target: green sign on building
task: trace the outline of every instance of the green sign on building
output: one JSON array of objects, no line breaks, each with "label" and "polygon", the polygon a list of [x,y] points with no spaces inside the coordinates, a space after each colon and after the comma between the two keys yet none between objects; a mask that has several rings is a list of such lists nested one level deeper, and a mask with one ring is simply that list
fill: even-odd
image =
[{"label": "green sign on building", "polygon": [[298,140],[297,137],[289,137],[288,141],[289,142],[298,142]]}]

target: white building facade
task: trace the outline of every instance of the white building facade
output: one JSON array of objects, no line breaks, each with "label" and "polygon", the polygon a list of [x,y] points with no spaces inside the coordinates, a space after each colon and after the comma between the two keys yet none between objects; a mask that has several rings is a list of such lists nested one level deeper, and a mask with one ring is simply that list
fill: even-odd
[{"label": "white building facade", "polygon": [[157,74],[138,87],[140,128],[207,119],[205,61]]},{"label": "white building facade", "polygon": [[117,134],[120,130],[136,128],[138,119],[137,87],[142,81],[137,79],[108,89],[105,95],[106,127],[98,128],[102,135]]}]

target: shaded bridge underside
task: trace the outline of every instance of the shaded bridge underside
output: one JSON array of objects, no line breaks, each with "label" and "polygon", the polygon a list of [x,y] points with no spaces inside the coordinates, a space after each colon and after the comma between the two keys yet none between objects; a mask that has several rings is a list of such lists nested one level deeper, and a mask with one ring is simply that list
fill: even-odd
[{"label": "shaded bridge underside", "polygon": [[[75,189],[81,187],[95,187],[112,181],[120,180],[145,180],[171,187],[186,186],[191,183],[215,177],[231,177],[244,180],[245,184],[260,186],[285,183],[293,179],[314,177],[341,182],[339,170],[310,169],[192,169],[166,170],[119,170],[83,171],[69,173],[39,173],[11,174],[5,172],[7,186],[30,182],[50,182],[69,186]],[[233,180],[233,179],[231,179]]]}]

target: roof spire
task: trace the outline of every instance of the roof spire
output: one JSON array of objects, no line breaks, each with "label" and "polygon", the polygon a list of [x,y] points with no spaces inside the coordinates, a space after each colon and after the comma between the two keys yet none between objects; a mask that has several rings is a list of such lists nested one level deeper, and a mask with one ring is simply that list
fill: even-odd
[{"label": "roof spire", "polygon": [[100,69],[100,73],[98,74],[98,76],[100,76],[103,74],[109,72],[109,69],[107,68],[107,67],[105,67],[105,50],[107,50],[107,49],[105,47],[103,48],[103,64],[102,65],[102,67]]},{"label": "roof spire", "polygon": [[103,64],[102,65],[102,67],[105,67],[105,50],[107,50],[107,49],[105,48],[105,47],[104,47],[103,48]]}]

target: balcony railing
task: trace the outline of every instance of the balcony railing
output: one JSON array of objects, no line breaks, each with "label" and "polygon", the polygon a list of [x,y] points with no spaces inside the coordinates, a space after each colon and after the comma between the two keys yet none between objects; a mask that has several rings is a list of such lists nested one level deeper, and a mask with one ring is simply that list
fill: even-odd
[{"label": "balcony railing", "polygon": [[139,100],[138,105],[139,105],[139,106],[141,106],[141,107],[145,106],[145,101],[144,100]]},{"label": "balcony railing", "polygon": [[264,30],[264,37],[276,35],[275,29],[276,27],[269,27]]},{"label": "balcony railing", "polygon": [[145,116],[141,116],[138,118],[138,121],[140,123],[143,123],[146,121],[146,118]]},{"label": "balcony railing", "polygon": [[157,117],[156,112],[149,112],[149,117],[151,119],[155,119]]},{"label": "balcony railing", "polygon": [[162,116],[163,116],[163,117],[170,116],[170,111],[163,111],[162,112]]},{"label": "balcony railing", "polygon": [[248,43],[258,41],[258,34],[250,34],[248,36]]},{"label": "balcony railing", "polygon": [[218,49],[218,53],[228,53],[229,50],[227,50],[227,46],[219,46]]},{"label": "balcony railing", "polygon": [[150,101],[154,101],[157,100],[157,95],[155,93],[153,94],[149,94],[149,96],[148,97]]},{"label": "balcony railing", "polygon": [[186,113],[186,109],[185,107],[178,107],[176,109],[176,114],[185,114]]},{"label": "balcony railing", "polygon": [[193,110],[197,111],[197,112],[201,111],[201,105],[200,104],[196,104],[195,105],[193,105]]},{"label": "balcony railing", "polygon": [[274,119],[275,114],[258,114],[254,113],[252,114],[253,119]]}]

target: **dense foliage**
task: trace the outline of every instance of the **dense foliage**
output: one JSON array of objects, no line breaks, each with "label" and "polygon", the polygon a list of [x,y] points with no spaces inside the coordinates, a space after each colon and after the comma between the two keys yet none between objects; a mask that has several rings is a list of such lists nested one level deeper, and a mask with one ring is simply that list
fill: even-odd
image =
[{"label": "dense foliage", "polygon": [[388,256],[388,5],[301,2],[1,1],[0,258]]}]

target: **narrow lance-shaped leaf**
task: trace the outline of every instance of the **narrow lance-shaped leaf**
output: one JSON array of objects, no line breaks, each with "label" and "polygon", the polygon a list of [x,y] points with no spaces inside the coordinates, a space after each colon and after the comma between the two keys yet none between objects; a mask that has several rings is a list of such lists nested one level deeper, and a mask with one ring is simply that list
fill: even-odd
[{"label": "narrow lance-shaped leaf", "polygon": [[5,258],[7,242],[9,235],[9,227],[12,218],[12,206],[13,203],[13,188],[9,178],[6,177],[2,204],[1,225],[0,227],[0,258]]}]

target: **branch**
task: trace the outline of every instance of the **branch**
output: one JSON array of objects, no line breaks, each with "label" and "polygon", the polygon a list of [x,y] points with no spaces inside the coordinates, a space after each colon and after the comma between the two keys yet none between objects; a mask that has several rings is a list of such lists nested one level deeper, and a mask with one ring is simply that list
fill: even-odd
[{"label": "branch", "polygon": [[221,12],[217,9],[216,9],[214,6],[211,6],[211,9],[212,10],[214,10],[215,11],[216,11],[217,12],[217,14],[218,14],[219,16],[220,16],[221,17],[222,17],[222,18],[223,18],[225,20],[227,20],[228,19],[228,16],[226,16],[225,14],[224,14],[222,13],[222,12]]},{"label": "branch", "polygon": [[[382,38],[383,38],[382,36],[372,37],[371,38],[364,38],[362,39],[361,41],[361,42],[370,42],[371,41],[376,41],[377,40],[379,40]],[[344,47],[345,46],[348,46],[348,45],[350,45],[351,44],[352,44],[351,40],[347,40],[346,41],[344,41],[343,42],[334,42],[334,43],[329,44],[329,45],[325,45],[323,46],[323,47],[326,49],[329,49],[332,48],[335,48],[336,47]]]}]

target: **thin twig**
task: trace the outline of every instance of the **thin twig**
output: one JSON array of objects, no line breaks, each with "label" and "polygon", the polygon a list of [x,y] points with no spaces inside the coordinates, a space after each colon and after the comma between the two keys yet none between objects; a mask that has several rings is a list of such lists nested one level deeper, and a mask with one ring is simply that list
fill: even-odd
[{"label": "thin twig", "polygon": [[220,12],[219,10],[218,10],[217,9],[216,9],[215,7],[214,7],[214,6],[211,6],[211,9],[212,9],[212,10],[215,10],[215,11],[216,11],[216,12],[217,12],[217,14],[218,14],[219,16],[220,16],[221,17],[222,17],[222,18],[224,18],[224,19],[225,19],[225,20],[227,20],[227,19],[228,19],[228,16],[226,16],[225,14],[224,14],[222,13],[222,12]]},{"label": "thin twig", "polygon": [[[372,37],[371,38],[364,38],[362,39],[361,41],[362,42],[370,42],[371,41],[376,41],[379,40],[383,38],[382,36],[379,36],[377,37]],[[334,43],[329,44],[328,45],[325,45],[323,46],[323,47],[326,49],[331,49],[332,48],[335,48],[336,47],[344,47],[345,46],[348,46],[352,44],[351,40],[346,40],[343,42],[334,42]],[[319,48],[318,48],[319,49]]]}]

__WORK REQUIRED__: Please reproduce each record precisely as written.

__TASK RESPONSE__:
target: green sign on building
task: trace the outline of every instance of the green sign on building
output: one JSON array of objects, no line breaks, each with "label" and "polygon", the polygon a list of [x,y] points with no spaces inside the coordinates, a space after each colon and after the comma between the two keys yet none between objects; a mask that has several rings is a list of such lists nested one level deeper, and a mask with one ring is simply that list
fill: even-odd
image =
[{"label": "green sign on building", "polygon": [[298,140],[297,137],[289,137],[288,141],[289,142],[298,142]]}]

target: white building facade
task: trace the outline of every instance of the white building facade
output: one JSON array of objects, no line breaks, each with "label" and "polygon", the polygon a list of [x,y] points with no spaces inside the coordinates, a space after each colon and after the comma between the two keys yet none between objects; a mask that has several rings is a list of such lists nested one level deeper, and a mask with one ring is simply that list
fill: even-odd
[{"label": "white building facade", "polygon": [[157,74],[138,87],[140,128],[207,119],[205,61]]},{"label": "white building facade", "polygon": [[117,134],[120,130],[136,128],[138,119],[137,87],[142,81],[137,79],[108,89],[105,95],[106,127],[98,128],[102,135]]}]

target: shaded bridge underside
task: trace the outline of every instance of the shaded bridge underside
output: one JSON array of objects, no line breaks, each with "label" and "polygon", the polygon a list of [x,y] points with no spaces inside the coordinates, a space after each colon and after the comma between the two keys yet none between objects; a mask that has several rings is a list of such lists nested one level deeper, and a mask with one ring is simply that list
fill: even-odd
[{"label": "shaded bridge underside", "polygon": [[[75,189],[81,187],[95,187],[112,181],[120,180],[145,180],[171,187],[186,186],[191,183],[215,177],[231,177],[244,180],[245,184],[260,186],[285,183],[293,179],[314,177],[341,182],[339,170],[310,169],[192,169],[166,170],[119,170],[83,171],[69,173],[39,173],[11,174],[5,172],[7,186],[30,182],[50,182],[69,186]],[[233,180],[233,179],[231,179]]]}]

target: roof spire
task: trace the outline of every instance of the roof spire
output: one JSON array of objects, no line breaks, each with "label" and "polygon", the polygon a list of [x,y] points with no spaces inside the coordinates, a space after each colon and after the comma between the two keys yet none between objects; a mask that has several rings is a list of such lists nested one level deeper, and a mask with one ring is simply that list
fill: even-odd
[{"label": "roof spire", "polygon": [[100,69],[100,73],[98,74],[98,76],[100,76],[103,74],[109,72],[109,69],[107,68],[107,67],[105,67],[105,50],[107,50],[107,49],[105,47],[103,48],[103,64],[102,65],[102,67]]},{"label": "roof spire", "polygon": [[103,64],[102,65],[102,67],[105,67],[105,50],[107,50],[107,49],[105,48],[105,47],[104,47],[103,48]]}]

target: balcony railing
task: trace the outline of every instance of the balcony railing
output: one JSON array of objects, no line breaks, each with "label" and "polygon", the polygon a list of [x,y] points with no spaces inside the coordinates, a space after each colon and after the comma between the two keys yet none between objects; a mask that has several rings is a list of such lists nested one level deeper, and a mask with one ring is simply that list
fill: even-odd
[{"label": "balcony railing", "polygon": [[139,100],[138,105],[139,105],[139,106],[141,106],[141,107],[145,106],[145,101],[144,100]]},{"label": "balcony railing", "polygon": [[264,30],[264,37],[276,35],[275,29],[276,27],[269,27]]},{"label": "balcony railing", "polygon": [[145,116],[141,116],[138,118],[138,121],[140,123],[143,123],[146,121],[146,118]]},{"label": "balcony railing", "polygon": [[157,117],[156,112],[149,112],[149,117],[151,119],[155,119]]},{"label": "balcony railing", "polygon": [[162,116],[163,116],[163,117],[170,116],[170,111],[163,111],[162,112]]},{"label": "balcony railing", "polygon": [[248,43],[258,41],[258,34],[250,34],[248,36]]},{"label": "balcony railing", "polygon": [[218,49],[218,53],[228,53],[229,50],[227,50],[227,46],[219,46]]},{"label": "balcony railing", "polygon": [[150,101],[154,101],[157,100],[157,95],[155,93],[153,94],[149,94],[149,96],[148,97]]},{"label": "balcony railing", "polygon": [[186,113],[186,109],[185,107],[178,107],[176,109],[176,114],[185,114]]},{"label": "balcony railing", "polygon": [[193,110],[197,111],[197,112],[201,111],[201,105],[200,104],[196,104],[195,105],[193,105]]},{"label": "balcony railing", "polygon": [[274,119],[275,114],[258,114],[254,113],[252,114],[253,119]]}]

target: **dense foliage**
task: trace the outline of every instance of the **dense foliage**
output: one JSON array of objects, no line breaks, each with "label" and "polygon", the polygon a list of [x,y] points with no spaces inside the coordinates, a space after each colon and after the comma between the two keys yet none between objects; a mask that has several rings is a list of such lists nested one level deeper, and a mask with one ring is simply that list
fill: even-odd
image =
[{"label": "dense foliage", "polygon": [[388,256],[388,5],[301,2],[1,1],[0,258]]}]

target: **narrow lance-shaped leaf**
task: trace the outline of every instance of the **narrow lance-shaped leaf**
output: one JSON array of objects, no line breaks, each with "label" and "polygon", the polygon a list of [x,y] points with no spaces inside the coordinates, a space after each colon and after the comma between the two keys yet none between objects; a mask that has several rings is a list of such lists nested one level deeper, and a mask with one ring is simply that list
fill: even-odd
[{"label": "narrow lance-shaped leaf", "polygon": [[5,258],[7,242],[9,235],[9,227],[12,218],[12,206],[13,203],[13,188],[9,178],[6,177],[2,204],[1,225],[0,227],[0,258]]}]

target: **branch**
task: trace the outline of every instance of the **branch**
output: one JSON array of objects, no line breaks, each with "label" and "polygon", the polygon a list of [x,y] points with no spaces inside the coordinates, a space after each colon and after the comma between the two keys yet none between objects; a mask that has several rings is a list of such lists nested one level deeper, and a mask with one ring is simply that list
fill: even-odd
[{"label": "branch", "polygon": [[221,12],[217,9],[216,9],[214,6],[211,6],[211,9],[212,10],[214,10],[215,11],[216,11],[217,12],[217,14],[218,14],[219,16],[220,16],[221,17],[222,17],[222,18],[223,18],[225,20],[227,20],[228,19],[228,16],[226,16],[225,14],[224,14],[222,13],[222,12]]},{"label": "branch", "polygon": [[[382,38],[383,38],[382,36],[372,37],[371,38],[364,38],[362,39],[361,41],[361,42],[370,42],[371,41],[376,41],[377,40],[379,40]],[[344,47],[345,46],[348,46],[348,45],[350,45],[351,44],[352,44],[351,40],[347,40],[346,41],[344,41],[343,42],[334,42],[334,43],[329,44],[329,45],[325,45],[323,46],[323,47],[326,49],[329,49],[332,48],[335,48],[336,47]]]}]

target: **thin twig**
task: trace the outline of every instance of the **thin twig**
output: one JSON array of objects, no line breaks, each with "label" and "polygon", the polygon a list of [x,y] points with no spaces inside the coordinates, a space after each colon and after the comma between the two keys yet none between objects; a mask that has several rings is a list of such lists nested one level deeper, and a mask with one ring is simply that list
fill: even-odd
[{"label": "thin twig", "polygon": [[220,12],[219,10],[218,10],[217,9],[216,9],[215,7],[214,7],[214,6],[211,6],[211,9],[212,9],[212,10],[215,10],[215,11],[216,11],[216,12],[217,12],[217,14],[218,14],[219,16],[220,16],[221,17],[222,17],[222,18],[224,18],[224,19],[225,19],[225,20],[227,20],[227,19],[228,19],[228,16],[226,16],[225,14],[224,14],[222,13],[222,12]]},{"label": "thin twig", "polygon": [[[372,37],[371,38],[364,38],[362,39],[361,41],[362,42],[370,42],[371,41],[376,41],[379,40],[383,38],[382,36],[379,36],[377,37]],[[334,43],[329,44],[328,45],[325,45],[323,46],[323,47],[326,49],[331,49],[332,48],[335,48],[336,47],[344,47],[345,46],[348,46],[352,44],[351,40],[346,40],[343,42],[334,42]],[[319,48],[318,48],[319,49]]]}]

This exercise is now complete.